* **TASK TO CARRY OUT**
Please output exactly the lines from the one containing "Query: white pants" through the last line of the records, both included.

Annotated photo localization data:
━━━
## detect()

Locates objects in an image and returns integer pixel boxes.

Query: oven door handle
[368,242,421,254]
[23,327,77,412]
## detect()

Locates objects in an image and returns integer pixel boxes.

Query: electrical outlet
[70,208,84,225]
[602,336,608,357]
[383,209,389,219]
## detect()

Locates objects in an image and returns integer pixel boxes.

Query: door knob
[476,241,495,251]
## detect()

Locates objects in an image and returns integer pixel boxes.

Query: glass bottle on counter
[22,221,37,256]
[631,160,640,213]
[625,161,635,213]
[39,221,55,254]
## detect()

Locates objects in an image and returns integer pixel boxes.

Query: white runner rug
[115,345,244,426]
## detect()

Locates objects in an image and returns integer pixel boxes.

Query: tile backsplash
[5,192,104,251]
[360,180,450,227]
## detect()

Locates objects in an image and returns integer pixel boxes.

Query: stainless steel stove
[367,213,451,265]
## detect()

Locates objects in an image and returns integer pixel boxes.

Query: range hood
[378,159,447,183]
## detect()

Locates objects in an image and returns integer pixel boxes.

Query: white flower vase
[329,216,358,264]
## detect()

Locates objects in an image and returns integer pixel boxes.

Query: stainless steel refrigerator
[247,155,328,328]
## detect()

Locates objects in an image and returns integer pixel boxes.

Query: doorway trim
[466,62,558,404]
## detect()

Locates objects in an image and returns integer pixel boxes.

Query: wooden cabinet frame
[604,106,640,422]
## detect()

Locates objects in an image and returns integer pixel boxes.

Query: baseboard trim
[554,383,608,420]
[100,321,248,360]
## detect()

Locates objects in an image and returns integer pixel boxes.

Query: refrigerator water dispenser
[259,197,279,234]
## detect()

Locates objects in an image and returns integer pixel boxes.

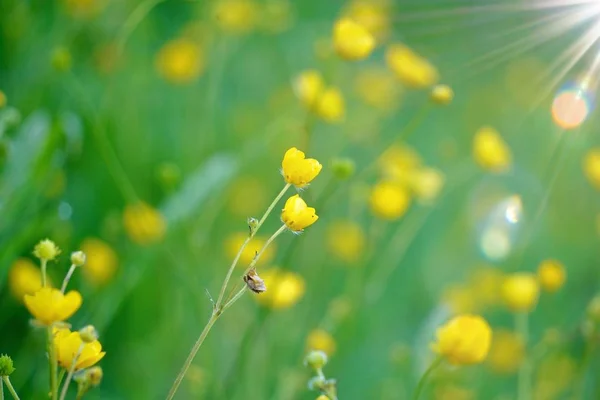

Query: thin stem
[223,287,247,312]
[59,345,84,400]
[243,224,287,276]
[2,377,19,400]
[47,326,58,400]
[215,183,291,308]
[412,356,443,400]
[1,379,4,400]
[516,312,531,400]
[60,264,77,293]
[41,259,47,287]
[116,0,165,55]
[166,312,219,400]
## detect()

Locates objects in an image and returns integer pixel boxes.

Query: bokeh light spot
[551,84,594,130]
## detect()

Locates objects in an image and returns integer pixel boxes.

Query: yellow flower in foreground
[486,329,524,374]
[583,148,600,189]
[54,328,105,370]
[80,238,118,286]
[294,70,325,109]
[213,0,258,34]
[537,259,566,293]
[281,195,318,231]
[370,181,411,220]
[225,232,275,267]
[431,314,492,365]
[24,288,82,326]
[326,220,366,263]
[315,87,345,123]
[333,18,375,61]
[155,38,204,84]
[255,269,305,309]
[123,202,166,245]
[408,167,445,203]
[8,258,44,301]
[306,329,337,355]
[473,126,511,172]
[386,44,438,88]
[431,84,454,105]
[501,273,539,312]
[281,147,322,188]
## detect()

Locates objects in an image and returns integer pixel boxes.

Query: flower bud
[0,354,15,376]
[33,239,61,261]
[331,158,355,180]
[307,375,326,391]
[304,350,328,370]
[87,366,103,386]
[71,251,86,267]
[430,84,454,105]
[79,325,99,343]
[247,217,259,235]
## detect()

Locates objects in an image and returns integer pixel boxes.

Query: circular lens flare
[551,82,594,130]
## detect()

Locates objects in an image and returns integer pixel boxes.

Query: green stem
[59,345,84,400]
[2,377,19,400]
[47,326,58,400]
[1,378,4,400]
[412,356,443,400]
[516,312,531,400]
[116,0,165,55]
[60,264,77,293]
[41,259,47,287]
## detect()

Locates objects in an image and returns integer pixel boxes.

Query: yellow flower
[431,84,454,105]
[333,18,375,61]
[326,220,366,263]
[501,273,539,312]
[344,1,391,42]
[123,202,166,245]
[314,87,345,123]
[473,126,511,172]
[155,38,204,84]
[281,147,322,188]
[537,259,566,293]
[24,288,82,326]
[370,181,411,220]
[80,238,118,286]
[306,329,337,355]
[408,167,445,203]
[213,0,258,34]
[224,232,275,267]
[354,67,401,111]
[293,70,325,109]
[386,44,438,88]
[8,258,44,301]
[583,148,600,189]
[486,329,524,374]
[255,269,305,309]
[54,328,105,370]
[33,238,61,261]
[281,194,318,231]
[431,314,492,366]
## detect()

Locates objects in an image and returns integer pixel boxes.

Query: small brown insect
[243,268,267,293]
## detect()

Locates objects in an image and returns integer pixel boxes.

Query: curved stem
[41,259,47,288]
[60,264,77,293]
[59,345,84,400]
[2,377,19,400]
[412,356,443,400]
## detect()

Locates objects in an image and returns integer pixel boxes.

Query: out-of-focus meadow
[1,0,600,399]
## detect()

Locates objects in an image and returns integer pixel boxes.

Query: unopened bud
[87,366,103,386]
[33,239,61,261]
[304,350,328,370]
[307,375,326,391]
[0,354,15,376]
[331,158,355,180]
[79,325,99,343]
[71,251,86,266]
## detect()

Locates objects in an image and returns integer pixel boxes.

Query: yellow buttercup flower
[486,329,524,374]
[314,87,345,123]
[155,38,204,84]
[306,329,337,355]
[281,147,322,188]
[344,1,391,42]
[24,288,82,326]
[326,220,366,263]
[408,167,445,203]
[54,328,105,370]
[431,314,492,366]
[281,194,318,231]
[8,258,44,301]
[213,0,258,34]
[431,84,454,105]
[501,273,539,312]
[354,67,401,111]
[255,269,305,309]
[473,126,511,172]
[123,202,166,245]
[80,238,118,286]
[294,70,325,109]
[370,181,411,220]
[224,232,275,267]
[583,148,600,189]
[386,44,438,89]
[537,259,566,293]
[333,18,375,61]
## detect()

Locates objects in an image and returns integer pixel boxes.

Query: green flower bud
[0,354,15,376]
[71,251,86,267]
[87,366,103,386]
[304,350,328,370]
[331,158,355,180]
[307,375,326,391]
[33,239,61,261]
[79,325,99,343]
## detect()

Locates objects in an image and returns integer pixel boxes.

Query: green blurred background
[1,0,600,399]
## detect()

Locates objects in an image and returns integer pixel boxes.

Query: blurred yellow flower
[533,354,577,400]
[378,144,422,183]
[54,328,105,370]
[281,194,318,231]
[583,148,600,189]
[344,0,391,42]
[225,232,275,267]
[294,70,325,110]
[155,38,204,84]
[8,258,44,301]
[80,238,118,286]
[315,87,345,123]
[24,288,82,326]
[431,314,492,365]
[386,44,438,89]
[326,220,366,263]
[255,269,305,309]
[213,0,258,34]
[486,329,524,374]
[0,90,6,108]
[537,259,566,293]
[123,202,166,245]
[501,273,539,312]
[354,67,401,111]
[306,329,337,355]
[469,267,504,309]
[370,181,411,220]
[431,84,454,105]
[281,147,322,188]
[333,18,375,61]
[408,167,445,203]
[473,126,511,172]
[258,0,294,33]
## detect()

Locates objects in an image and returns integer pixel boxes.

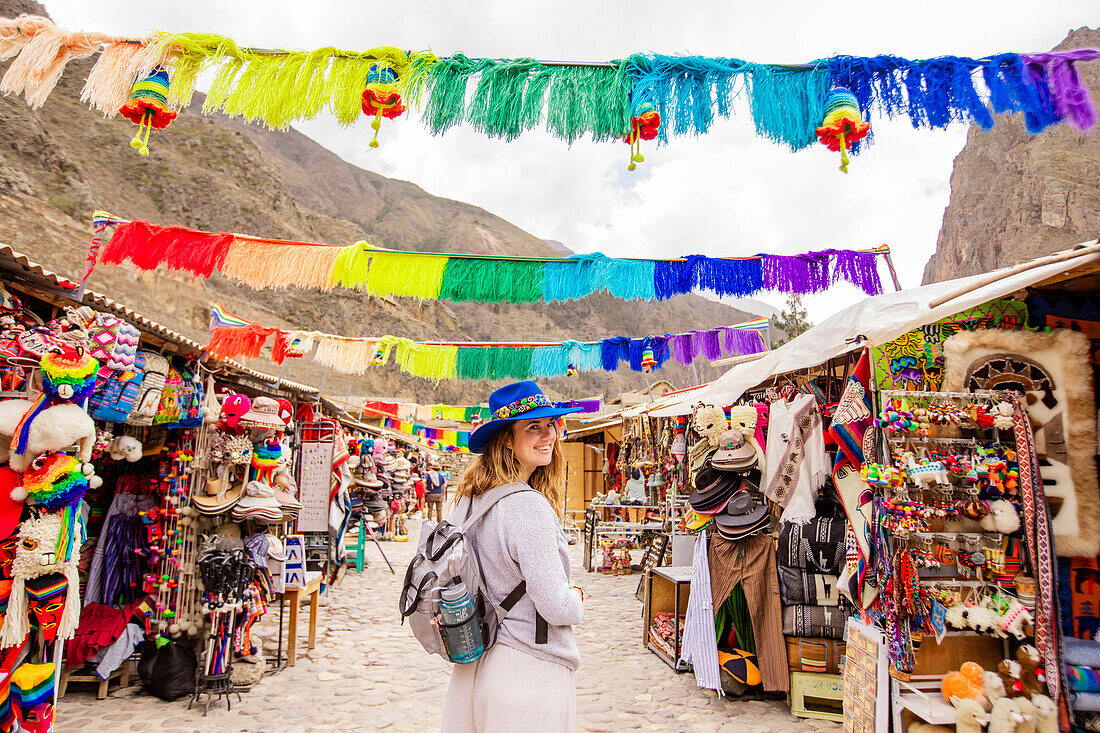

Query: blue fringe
[624,54,750,143]
[654,257,699,300]
[627,336,673,372]
[569,342,604,373]
[543,254,656,302]
[747,64,832,150]
[530,344,572,378]
[827,53,1062,135]
[600,337,631,371]
[695,258,764,297]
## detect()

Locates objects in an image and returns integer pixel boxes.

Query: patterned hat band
[491,393,551,420]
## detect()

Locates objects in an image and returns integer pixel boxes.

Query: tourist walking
[441,381,585,733]
[424,462,447,522]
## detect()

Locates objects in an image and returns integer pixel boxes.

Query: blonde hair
[455,422,565,520]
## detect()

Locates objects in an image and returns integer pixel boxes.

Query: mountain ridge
[0,0,756,404]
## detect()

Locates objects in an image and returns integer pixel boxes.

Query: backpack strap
[495,580,549,646]
[459,484,536,531]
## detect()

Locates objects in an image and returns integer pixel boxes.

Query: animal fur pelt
[0,403,95,472]
[944,329,1098,557]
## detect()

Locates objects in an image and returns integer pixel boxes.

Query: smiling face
[505,418,558,481]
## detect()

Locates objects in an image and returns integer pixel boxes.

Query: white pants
[441,643,576,733]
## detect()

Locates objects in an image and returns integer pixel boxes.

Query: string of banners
[365,399,598,422]
[380,416,471,452]
[83,213,892,301]
[0,15,1096,171]
[207,305,770,382]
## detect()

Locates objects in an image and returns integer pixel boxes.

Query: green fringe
[153,34,435,129]
[439,258,545,303]
[423,55,632,142]
[456,346,534,381]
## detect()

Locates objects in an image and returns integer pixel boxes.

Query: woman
[424,462,447,522]
[442,381,585,733]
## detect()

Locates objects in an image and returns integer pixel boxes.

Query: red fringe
[207,325,277,361]
[270,330,293,365]
[101,220,233,277]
━━━
* **EXERCISE RESPONSE**
Query: white pants
[441,643,576,733]
## detect()

Locates objects in an image and returns integer pixel boxes.

Query: string of banners
[365,399,598,422]
[380,416,471,452]
[83,213,892,301]
[0,15,1096,171]
[207,305,770,382]
## detect()

Locates objects in an image and returns integer pixel boxes.

Query: green fringe
[153,34,435,129]
[439,258,545,303]
[423,55,632,142]
[456,346,534,381]
## detect()

Locates objects in an image and returns integer pixel boxes.

Query: woman
[424,462,447,522]
[442,381,585,733]
## detect()

Locates objects in an image and returns integer pixel boxes.

Query: red fringe
[207,325,277,361]
[270,330,293,365]
[101,220,233,277]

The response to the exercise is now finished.